WRITTEN REQUEST 1: Give the part of the devolution speech that opens with the words containing "Although I was" and closes with "permanence and respect." again, switching "written constitution" to "codified constitution".
WRITTEN REQUEST 2:
Answer these questions on the devolution speech:
(a) Along with the devolution debates of the early 1990s, during which decade were the speaker's views on Scottish self-government forged?
(b) Which politician is named as having made the arguments about permanence and respect?
(c) Under which schedule to the Scotland Act 1998 must a matter be explicitly reserved for it not to be devolved?
WRITTEN REQUEST 3: Summarize the devolution speech in three sentences.

Although I am not new to politics, I am comparatively new to this place, and my views on politics and self-government for Scotland were forged in the 1980s and the devolution debates of the early 1990s, well before Scotland had a Parliament of its own. When I speak to young Scots of voting age now, very few of them have any memory of there not being a Scottish Government and Parliament. The idea that there ever would not have been seems alien and absurd—almost as absurd to them as it seemed to me that those institutions did not exist back in the 1990s.

Although I was supportive of devolution at that time, the arguments that I and others made at that time in favour of independence referred to devolution and its potential weaknesses. Those arguments did not find favour at that time. They were that devolution was going to create a subordinate Parliament to Westminster, that without a written constitution, its powers and status could not be guaranteed, and that power devolved is power retained—all those arguments, whatever their essential truth and accuracy, were lost in the assurances given at the time about permanence and respect.

The fact that those arguments about permanence and respect were made by politicians of the standing and character of Donald Dewar no doubt helped enormously. For the past 21 years, by and large, that is exactly how it has been. Disputes over money and policy aside, both Parliaments have co-existed. As Holyrood’s stature has grown, and Ministers have begun to act with the stature befitting a Government, rather than a regional subordinate Executive, so too has Scottish confidence grown. I think it is that, rather than any concern about the integrity of the UK internal market, that seems to be driving a large part of the motivation behind this part of the Bill.

A number of speakers have talked about the current settlement. One thing that the current settlement does give is clarity: if a matter is not explicitly reserved under schedule 5 to the Scotland Act 1998, it is devolved. Unionists who proclaim the parliamentary sovereignty of this place should know that that is because this place legislated for that. Throughout devolution, the Sewel convention has operated, meaning that this Parliament will not ordinarily legislate in areas of devolved competence without the express consent of the Parliaments. It is precisely to protect that principle of consent that my party is putting forward this amendment today, to ensure that under that principle of consent, no action in respect of these powers will be taken without the agreement of the relevant devolved Ministers.

Image point annotation entries:
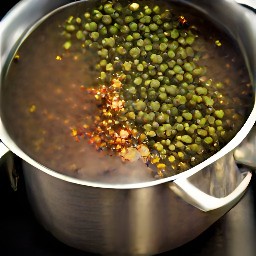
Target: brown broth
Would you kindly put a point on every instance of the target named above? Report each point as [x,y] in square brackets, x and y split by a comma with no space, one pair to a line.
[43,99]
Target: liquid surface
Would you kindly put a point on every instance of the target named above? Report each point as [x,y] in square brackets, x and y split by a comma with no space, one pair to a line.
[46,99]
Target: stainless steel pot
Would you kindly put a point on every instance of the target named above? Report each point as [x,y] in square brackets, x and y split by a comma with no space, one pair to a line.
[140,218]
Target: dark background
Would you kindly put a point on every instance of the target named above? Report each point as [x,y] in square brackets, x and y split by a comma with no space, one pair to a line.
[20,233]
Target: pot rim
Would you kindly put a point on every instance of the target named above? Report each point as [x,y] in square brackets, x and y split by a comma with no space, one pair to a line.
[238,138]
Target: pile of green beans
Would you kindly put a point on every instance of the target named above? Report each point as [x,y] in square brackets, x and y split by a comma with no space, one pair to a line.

RESPONSE 1:
Although I was supportive of devolution at that time, the arguments that I and others made at that time in favour of independence referred to devolution and its potential weaknesses. Those arguments did not find favour at that time. They were that devolution was going to create a subordinate Parliament to Westminster, that without a codified constitution, its powers and status could not be guaranteed, and that power devolved is power retained—all those arguments, whatever their essential truth and accuracy, were lost in the assurances given at the time about permanence and respect.

RESPONSE 2:
(a) The 1980s.
(b) Donald Dewar.
(c) Schedule 5.

RESPONSE 3: The speaker formed their views in the 1980s and in the devolution debates of the early 1990s, and observes that very few young Scots of voting age remember a time without a Scottish Government and Parliament. Arguments that devolution would create a subordinate Parliament whose powers could not be guaranteed were lost amid assurances about permanence and respect, and for the past 21 years both Parliaments have by and large co-existed as Scottish confidence has grown. Under the current settlement, anything not explicitly reserved under schedule 5 to the Scotland Act 1998 is devolved, and the speaker's party is putting forward its amendment to protect the principle of consent so that no action on these powers is taken without the agreement of the relevant devolved Ministers.